Bagian Latihan:
**A.** Dalam berita tentang penyelidik KPK di kantor DPP PDIP, siapa yang mewakili Dewan Pengawas KPK saat bertemu Tim Hukum PDIP?
**B.** Kutip bagian berita tentang penyelidik KPK di kantor DPP PDIP di antara "Maka dari itu" dan "konfirmasi, Jumat (17/1/2020).", termasuk kedua ujungnya.

Teks Pilihan:
┌──
TRIBUNWOW.COM - Komisi Pemberantasan Korupsi (KPK) tak akan memberikan sanksi kepada penyelidik yang hendak menyegel kantor DPP PDI Perjuangan (PDIP) pada Kamis (9/1/2020).
Permintaan untuk memeriksa penyelidik KPK sebelumnya datang dari Tim Hukum PDIP setelah mengunjungi Dewan Pengawas KPK, Kamis (16/1/2020) kemarin.
Pelaksana Tugas Juru Bicara KPK Ali Fikri menegaskan, penyelidik yang bertugas di kantor DPP PDIP sudah disertai surat tugas.
Maka dari itu mereka sudah bekerja sesuai Standar Operasional Prosedur (SOP).
"Iya (tak memberi sanksi), artinya memang secara aturan, secara hukum acaranya, memang sudah menjalankan tugas penyelidikan. Makanya itu sah, karena memang ada surat tugasnya," ujar Ali Fikri saat dimintai konfirmasi, Jumat (17/1/2020).
Seusai bertemu Dewas KPK yang diwakili Albertina Ho Kamis kemarin, Tim Hukum PDIP I Wayan Sudirta mengatakan tiga orang tim KPK yang bertandang ke kantor DPP PDIP berniat untuk menggeledah.
• Dokumen Sprinlindik KPK Bocor ke Tangan Masinton Pasaribu, FOINI: Dewas Harus Telusuri Aktornya
Ali pun membantah pernyataan tim kuasa hukum.
Ia mengatakan tim KPK yang ke kantor DPP PDIP hanya membawa surat penyegelan.
Alasannya, Ali menjelaskan, saat itu kasus suap pergantian antar waktu anggota Dewan Perwakilan Rakyat terpilih 2019-2024 masih dalam tahap penyelidikan.
Jadi, katanya, tak ada upaya penggeledahan melainkan hanya untuk menyegel.
"Jadi kami memastikan bahwa tim tidak mungkin membawa surat penggeledahan. Karena kita tahu sesuai hukum acara, surat penggeledagan adalah dilakukan ketika sudah proses penyidikan," jelasnya.
"Jadi sekali lagi kami pastikan, itu bukan surat penggeledahan, tapi surat tugas penyelidikan pada saat itu," tukas Ali.
• Soal Kasus Harun Masiku, Rocky Gerung: Untuk Tutupi Kasus Petinggi PDIP Bicara Ngalor Ngidul
Tim Hukum PDIP Temui Dewan Pengawas KPK
Tim hukum PDIP selesai bertemu dengan Dewan Pengawas KPK Albertina Ho.
└──
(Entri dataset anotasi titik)
┌──
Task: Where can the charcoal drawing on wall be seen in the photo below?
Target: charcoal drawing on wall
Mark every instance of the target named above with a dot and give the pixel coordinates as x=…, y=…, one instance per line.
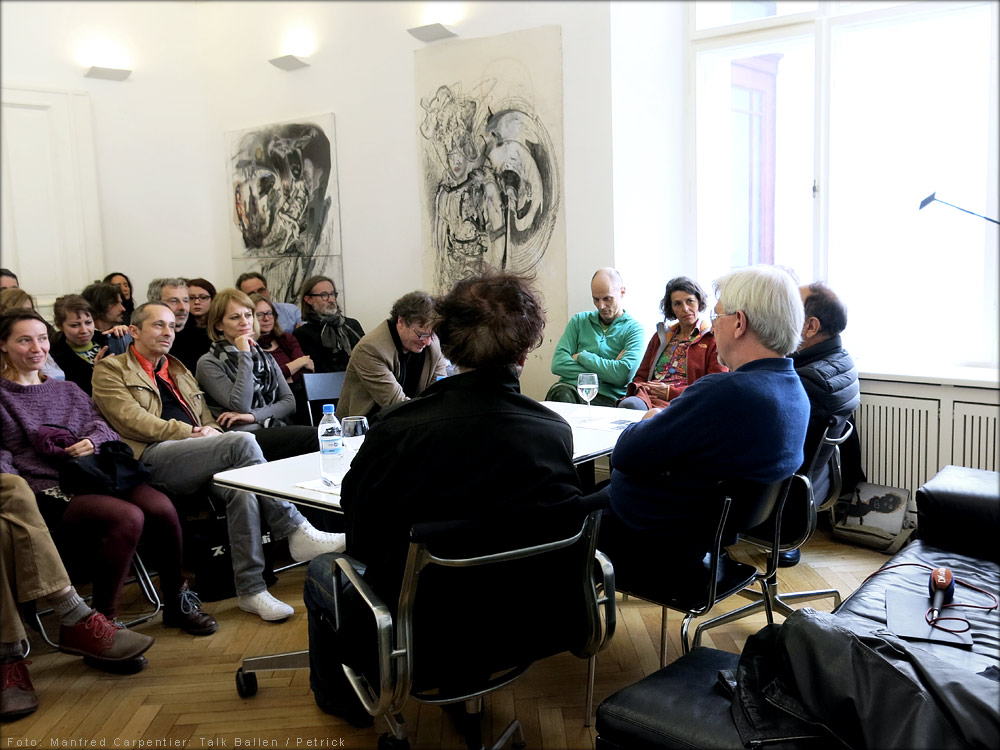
x=285, y=205
x=490, y=135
└──
Jawaban Latihan:
**A.** Albertina Ho.

**B.**
Maka dari itu mereka sudah bekerja sesuai Standar Operasional Prosedur (SOP).
"Iya (tak memberi sanksi), artinya memang secara aturan, secara hukum acaranya, memang sudah menjalankan tugas penyelidikan. Makanya itu sah, karena memang ada surat tugasnya," ujar Ali Fikri saat dimintai konfirmasi, Jumat (17/1/2020).